_The problem_. Once the pictures are removed, output the remaining entries exactly as given.

_Task inputs_.
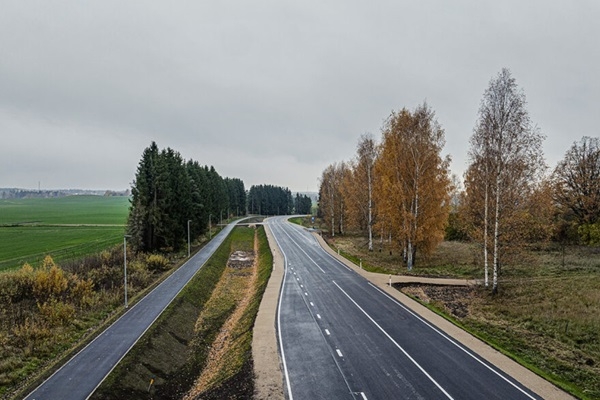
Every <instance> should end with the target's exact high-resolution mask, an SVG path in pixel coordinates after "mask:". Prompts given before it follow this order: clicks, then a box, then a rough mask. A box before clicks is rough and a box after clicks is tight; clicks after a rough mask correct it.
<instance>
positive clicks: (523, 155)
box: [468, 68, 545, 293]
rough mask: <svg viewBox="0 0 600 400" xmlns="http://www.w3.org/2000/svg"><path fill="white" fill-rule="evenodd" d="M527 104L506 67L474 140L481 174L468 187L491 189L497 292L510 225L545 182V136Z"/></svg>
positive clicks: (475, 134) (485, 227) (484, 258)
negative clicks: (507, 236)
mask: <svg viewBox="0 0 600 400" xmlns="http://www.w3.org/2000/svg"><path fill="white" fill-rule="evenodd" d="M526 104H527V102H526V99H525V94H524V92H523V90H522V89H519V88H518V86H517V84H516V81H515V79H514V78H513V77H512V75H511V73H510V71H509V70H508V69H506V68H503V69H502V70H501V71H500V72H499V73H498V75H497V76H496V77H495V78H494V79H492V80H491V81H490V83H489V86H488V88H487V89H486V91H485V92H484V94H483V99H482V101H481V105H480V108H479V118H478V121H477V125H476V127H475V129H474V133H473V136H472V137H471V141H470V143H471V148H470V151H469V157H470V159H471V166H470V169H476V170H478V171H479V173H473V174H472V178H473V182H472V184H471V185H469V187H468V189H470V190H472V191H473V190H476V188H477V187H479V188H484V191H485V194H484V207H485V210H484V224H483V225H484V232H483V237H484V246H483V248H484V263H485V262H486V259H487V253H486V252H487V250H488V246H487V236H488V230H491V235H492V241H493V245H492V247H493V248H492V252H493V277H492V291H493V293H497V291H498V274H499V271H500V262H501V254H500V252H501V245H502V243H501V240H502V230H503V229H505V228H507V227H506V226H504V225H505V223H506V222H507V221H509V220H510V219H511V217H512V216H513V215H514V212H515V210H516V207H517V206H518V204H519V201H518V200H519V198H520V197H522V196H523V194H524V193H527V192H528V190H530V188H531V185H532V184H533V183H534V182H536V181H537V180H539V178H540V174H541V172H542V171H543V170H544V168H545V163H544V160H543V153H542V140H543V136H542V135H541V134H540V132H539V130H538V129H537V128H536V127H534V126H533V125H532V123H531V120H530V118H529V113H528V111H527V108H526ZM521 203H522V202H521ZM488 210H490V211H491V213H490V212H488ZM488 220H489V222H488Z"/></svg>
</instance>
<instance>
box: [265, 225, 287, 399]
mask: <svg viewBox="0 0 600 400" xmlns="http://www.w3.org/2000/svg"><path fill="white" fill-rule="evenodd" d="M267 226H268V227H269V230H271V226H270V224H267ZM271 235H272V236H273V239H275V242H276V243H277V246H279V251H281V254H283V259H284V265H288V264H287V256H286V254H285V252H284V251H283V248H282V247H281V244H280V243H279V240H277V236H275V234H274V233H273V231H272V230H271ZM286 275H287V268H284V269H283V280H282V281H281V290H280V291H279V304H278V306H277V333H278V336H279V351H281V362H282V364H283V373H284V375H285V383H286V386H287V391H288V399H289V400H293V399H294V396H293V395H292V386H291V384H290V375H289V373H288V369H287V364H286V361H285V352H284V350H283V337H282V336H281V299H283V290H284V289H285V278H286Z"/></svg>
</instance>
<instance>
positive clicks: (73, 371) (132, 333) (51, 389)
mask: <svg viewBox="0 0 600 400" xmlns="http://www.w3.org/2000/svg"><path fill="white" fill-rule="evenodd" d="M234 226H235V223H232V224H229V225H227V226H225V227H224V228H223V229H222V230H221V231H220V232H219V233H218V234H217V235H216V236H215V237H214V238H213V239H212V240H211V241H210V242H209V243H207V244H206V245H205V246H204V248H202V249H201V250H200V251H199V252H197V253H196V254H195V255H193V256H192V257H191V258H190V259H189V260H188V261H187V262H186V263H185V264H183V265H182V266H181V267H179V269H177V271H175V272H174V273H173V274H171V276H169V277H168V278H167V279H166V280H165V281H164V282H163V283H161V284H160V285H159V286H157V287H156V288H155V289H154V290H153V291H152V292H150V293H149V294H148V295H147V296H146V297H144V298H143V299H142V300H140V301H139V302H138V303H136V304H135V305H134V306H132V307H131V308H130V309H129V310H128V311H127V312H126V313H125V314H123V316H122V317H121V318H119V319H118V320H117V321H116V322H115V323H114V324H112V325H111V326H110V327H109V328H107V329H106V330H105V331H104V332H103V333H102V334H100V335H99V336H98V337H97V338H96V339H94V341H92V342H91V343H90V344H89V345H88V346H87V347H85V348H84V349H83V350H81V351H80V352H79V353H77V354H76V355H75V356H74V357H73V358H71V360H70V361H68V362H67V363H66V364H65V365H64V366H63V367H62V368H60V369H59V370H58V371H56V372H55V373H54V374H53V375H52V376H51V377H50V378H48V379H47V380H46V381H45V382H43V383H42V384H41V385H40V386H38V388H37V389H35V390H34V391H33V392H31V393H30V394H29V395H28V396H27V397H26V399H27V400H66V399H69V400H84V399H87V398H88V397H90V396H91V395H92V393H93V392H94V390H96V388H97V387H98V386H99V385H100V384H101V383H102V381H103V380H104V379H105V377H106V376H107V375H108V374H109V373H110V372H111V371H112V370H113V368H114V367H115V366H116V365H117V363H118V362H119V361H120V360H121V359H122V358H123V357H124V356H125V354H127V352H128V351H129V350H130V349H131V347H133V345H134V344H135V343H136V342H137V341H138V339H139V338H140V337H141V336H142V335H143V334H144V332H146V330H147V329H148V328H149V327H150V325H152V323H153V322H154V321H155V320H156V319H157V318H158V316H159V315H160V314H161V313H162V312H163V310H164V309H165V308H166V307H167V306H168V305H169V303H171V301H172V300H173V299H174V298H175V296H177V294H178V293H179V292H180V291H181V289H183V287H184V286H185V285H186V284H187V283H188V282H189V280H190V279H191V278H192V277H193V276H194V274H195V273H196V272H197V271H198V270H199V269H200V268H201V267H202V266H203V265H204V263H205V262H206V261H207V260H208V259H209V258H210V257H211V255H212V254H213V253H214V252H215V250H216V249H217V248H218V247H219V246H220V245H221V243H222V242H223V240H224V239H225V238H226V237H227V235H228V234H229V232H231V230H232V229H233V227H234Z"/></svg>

_Result of this exercise_.
Every <instance> should end with the target's exact high-resolution mask, an SVG path in pixel coordinates after "mask:". Prompts given before it follow this order: clicks, then a box, then a rough mask. A box before clicks is rough and a box after clicks is tight; clicks after a rough mask correct it.
<instance>
positive clicks: (523, 155)
box: [468, 68, 545, 293]
rough mask: <svg viewBox="0 0 600 400" xmlns="http://www.w3.org/2000/svg"><path fill="white" fill-rule="evenodd" d="M527 104L506 67L474 140L481 174L468 187L491 189L497 292L510 225L545 182V136Z"/></svg>
positive clicks: (475, 134) (485, 227) (484, 258)
negative clicks: (507, 236)
mask: <svg viewBox="0 0 600 400" xmlns="http://www.w3.org/2000/svg"><path fill="white" fill-rule="evenodd" d="M526 104H527V102H526V99H525V94H524V92H523V90H522V89H519V88H518V86H517V84H516V81H515V79H514V78H513V77H512V75H511V73H510V71H509V70H508V69H506V68H503V69H502V70H501V71H500V72H499V73H498V75H497V76H496V77H495V78H494V79H492V80H491V81H490V83H489V86H488V88H487V89H486V91H485V92H484V94H483V99H482V101H481V105H480V108H479V118H478V121H477V125H476V127H475V129H474V133H473V136H472V137H471V141H470V143H471V148H470V151H469V157H470V159H471V166H470V169H476V170H478V171H479V173H473V174H472V178H473V182H472V184H471V185H469V187H468V189H470V190H472V191H473V190H476V188H477V187H479V188H484V191H485V194H484V207H485V210H484V224H483V225H484V232H483V237H484V246H483V248H484V263H485V262H486V259H487V253H486V252H487V250H488V246H487V236H488V230H491V235H492V241H493V245H492V247H493V248H492V252H493V277H492V291H493V293H497V291H498V274H499V271H500V262H501V254H500V252H501V245H502V243H501V240H502V230H503V229H505V228H507V227H506V226H504V225H505V223H506V222H507V221H509V220H510V219H511V217H512V216H513V215H514V212H515V210H516V207H517V206H518V204H519V201H518V200H519V198H520V197H522V196H523V194H524V193H527V192H528V190H530V188H531V185H532V184H533V183H534V182H536V181H537V180H539V178H540V174H541V172H542V171H543V170H544V168H545V163H544V160H543V153H542V140H543V136H542V135H541V134H540V132H539V130H538V129H537V128H536V127H534V126H533V125H532V123H531V120H530V118H529V113H528V111H527V108H526ZM521 203H522V202H521ZM488 210H490V211H491V213H490V212H488ZM488 220H489V222H488Z"/></svg>
</instance>
<instance>
box: [265, 225, 287, 399]
mask: <svg viewBox="0 0 600 400" xmlns="http://www.w3.org/2000/svg"><path fill="white" fill-rule="evenodd" d="M267 226H268V227H269V230H271V226H270V224H267ZM271 235H272V236H273V239H275V242H276V243H277V246H279V251H281V254H283V259H284V265H288V264H287V256H286V254H285V252H284V251H283V248H282V247H281V244H280V243H279V240H277V236H275V234H274V233H273V231H272V230H271ZM286 275H287V268H284V269H283V280H282V281H281V290H280V291H279V304H278V306H277V333H278V336H279V351H281V362H282V364H283V373H284V375H285V383H286V386H287V391H288V399H289V400H293V399H294V396H293V395H292V386H291V384H290V375H289V373H288V369H287V364H286V361H285V352H284V350H283V337H282V336H281V299H283V290H284V289H285V278H286Z"/></svg>
</instance>
<instance>
positive clicks: (73, 371) (132, 333) (51, 389)
mask: <svg viewBox="0 0 600 400" xmlns="http://www.w3.org/2000/svg"><path fill="white" fill-rule="evenodd" d="M234 226H235V223H232V224H229V225H227V226H225V227H224V228H223V229H222V230H221V231H220V232H219V233H218V234H217V235H216V236H215V237H214V238H213V239H212V240H211V241H210V242H209V243H207V244H206V245H205V246H204V248H202V249H201V250H200V251H199V252H197V253H196V254H195V255H193V256H192V257H191V258H190V259H189V260H188V261H187V262H186V263H185V264H183V265H182V266H181V267H179V269H177V271H175V272H174V273H173V274H171V276H169V277H168V278H167V279H166V280H165V281H164V282H163V283H161V284H160V285H159V286H157V287H156V288H155V289H154V290H153V291H152V292H150V293H149V294H148V295H147V296H146V297H144V298H143V299H142V300H140V301H139V302H138V303H136V304H135V305H134V306H132V307H131V308H130V309H129V310H128V311H127V312H126V313H125V314H123V316H122V317H121V318H119V319H118V320H117V321H116V322H115V323H114V324H112V325H111V326H110V327H109V328H107V329H106V330H105V331H104V332H103V333H102V334H100V335H99V336H98V337H97V338H96V339H94V341H92V342H91V343H90V344H89V345H88V346H87V347H85V348H84V349H83V350H81V351H80V352H79V353H77V354H76V355H75V356H74V357H73V358H71V360H70V361H68V362H67V363H66V364H65V365H64V366H63V367H62V368H60V369H59V370H58V371H56V372H55V373H54V374H53V375H52V376H51V377H50V378H48V379H47V380H46V381H45V382H43V383H42V384H41V385H40V386H38V388H37V389H35V390H34V391H33V392H31V393H30V394H29V395H28V396H27V397H26V399H27V400H66V399H69V400H84V399H87V398H88V397H90V396H91V395H92V393H93V392H94V390H96V388H97V387H98V386H99V385H100V384H101V383H102V381H103V380H104V379H105V377H106V376H107V375H108V374H109V373H110V372H111V371H112V370H113V368H114V367H115V366H116V365H117V363H118V362H119V361H120V360H121V359H122V358H123V357H124V356H125V354H127V352H128V351H129V350H130V349H131V347H133V345H134V344H135V343H136V342H137V341H138V339H139V338H140V337H141V336H142V335H143V334H144V332H146V330H147V329H148V328H149V327H150V325H152V323H153V322H154V321H155V320H156V319H157V318H158V316H159V315H160V314H161V313H162V312H163V310H164V309H165V308H166V307H167V306H168V305H169V303H171V301H172V300H173V299H174V298H175V296H177V294H178V293H179V292H180V291H181V289H183V287H184V286H185V285H186V284H187V283H188V282H189V280H190V279H191V278H192V277H193V276H194V274H195V273H196V272H197V271H198V270H199V269H200V268H201V267H202V266H203V265H204V263H205V262H206V261H207V260H208V259H209V258H210V257H211V255H212V254H213V253H214V252H215V250H216V249H217V248H218V247H219V246H220V245H221V243H222V242H223V240H224V239H225V238H226V237H227V235H228V234H229V232H231V230H232V229H233V227H234Z"/></svg>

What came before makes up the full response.